* [Task prompt] All the data should come back exactly as it was given.

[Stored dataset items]
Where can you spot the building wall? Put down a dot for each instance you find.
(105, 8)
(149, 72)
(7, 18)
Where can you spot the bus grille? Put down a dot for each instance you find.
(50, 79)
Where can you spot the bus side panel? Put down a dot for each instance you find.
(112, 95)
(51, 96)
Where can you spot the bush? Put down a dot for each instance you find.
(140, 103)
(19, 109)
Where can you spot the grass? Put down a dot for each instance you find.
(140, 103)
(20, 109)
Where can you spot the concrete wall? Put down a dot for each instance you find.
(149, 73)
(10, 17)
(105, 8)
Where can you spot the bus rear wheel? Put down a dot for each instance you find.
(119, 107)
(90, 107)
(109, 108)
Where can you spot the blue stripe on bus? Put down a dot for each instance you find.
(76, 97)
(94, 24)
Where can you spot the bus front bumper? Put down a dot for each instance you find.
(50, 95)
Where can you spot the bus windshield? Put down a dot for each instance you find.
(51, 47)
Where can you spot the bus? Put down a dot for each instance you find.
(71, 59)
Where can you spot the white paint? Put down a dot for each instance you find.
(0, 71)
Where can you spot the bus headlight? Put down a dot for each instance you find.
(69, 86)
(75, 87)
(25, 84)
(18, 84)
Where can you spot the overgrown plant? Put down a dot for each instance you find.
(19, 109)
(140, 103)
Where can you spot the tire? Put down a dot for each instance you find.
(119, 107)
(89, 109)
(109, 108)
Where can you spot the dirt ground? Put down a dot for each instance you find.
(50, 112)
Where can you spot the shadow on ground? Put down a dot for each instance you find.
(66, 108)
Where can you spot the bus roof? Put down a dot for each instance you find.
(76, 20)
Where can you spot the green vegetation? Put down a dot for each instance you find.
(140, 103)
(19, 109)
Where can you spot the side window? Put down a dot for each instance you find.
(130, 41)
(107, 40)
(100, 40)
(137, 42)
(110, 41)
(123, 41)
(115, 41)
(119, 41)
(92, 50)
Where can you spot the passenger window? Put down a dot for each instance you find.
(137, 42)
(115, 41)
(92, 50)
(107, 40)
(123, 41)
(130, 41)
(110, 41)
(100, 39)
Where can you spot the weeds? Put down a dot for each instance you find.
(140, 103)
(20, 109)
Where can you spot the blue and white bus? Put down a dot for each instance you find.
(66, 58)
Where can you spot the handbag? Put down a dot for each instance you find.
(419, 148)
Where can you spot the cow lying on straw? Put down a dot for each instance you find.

* [Task solution]
Where can you spot the building wall? Put down a dot for each instance you find.
(105, 8)
(149, 72)
(7, 18)
Where can you spot the bus grille? Put down a dot for each instance you find.
(50, 79)
Where can you spot the bus side panel? Put down a dot for each instance you find.
(112, 95)
(51, 96)
Where can you spot the bush? Put down a dot for each instance you find.
(140, 103)
(19, 109)
Where can you spot the grass? Put down a dot for each instance you find.
(140, 103)
(20, 109)
Where can you spot the concrete wall? Put down a dot for each instance you find.
(149, 73)
(10, 17)
(105, 8)
Where can you spot the bus rear wheel? Put down a dot for each instance you find.
(119, 107)
(90, 107)
(109, 108)
Where can you spot the blue stripe on bus? Put down a dot for each instance you find.
(76, 97)
(94, 24)
Where can you spot the bus front bumper? Put down a dot for each instance you find.
(50, 95)
Where can you spot the bus windshield? Put down a dot for each instance you find.
(51, 47)
Where can you spot the bus? Put down a dot for each instance you find.
(71, 59)
Where can you spot the white paint? Put down a dot for each instance you find.
(0, 71)
Where can you spot the bus headlight? Put down a dot for each instance you find.
(69, 86)
(75, 87)
(25, 84)
(18, 84)
Where can you spot the overgrown plant? Put down a dot for each instance you find.
(19, 109)
(140, 103)
Where can you spot the tire? Put down a dot for each instance you find.
(119, 107)
(89, 109)
(109, 108)
Where can you spot the dirt ground? Put down a dot for each instance you find.
(50, 112)
Where can you spot the shadow on ground? Put down a dot for each instance you find.
(66, 108)
Where can you spot the bus roof? Put down a dot for each instance you find.
(76, 20)
Where can you spot the green vegetation? Put down a dot for each instance you find.
(140, 103)
(19, 109)
Where can you spot the side window? Put down a dot for each instance you find.
(130, 41)
(107, 40)
(100, 40)
(137, 42)
(110, 41)
(123, 41)
(115, 41)
(119, 41)
(92, 50)
Where can you spot the passenger window? Put down a dot for each instance you find.
(137, 42)
(115, 41)
(92, 50)
(107, 40)
(123, 41)
(130, 41)
(110, 41)
(100, 39)
Where can you spot the weeds? Put down a dot for each instance you find.
(140, 103)
(20, 109)
Where can you spot the blue and white bus? Put down a dot for each instance you find.
(66, 58)
Where can you spot the handbag? Put down a dot for each instance you find.
(419, 148)
Where can you spot the cow lying on straw? Put down a dot for each instance you find.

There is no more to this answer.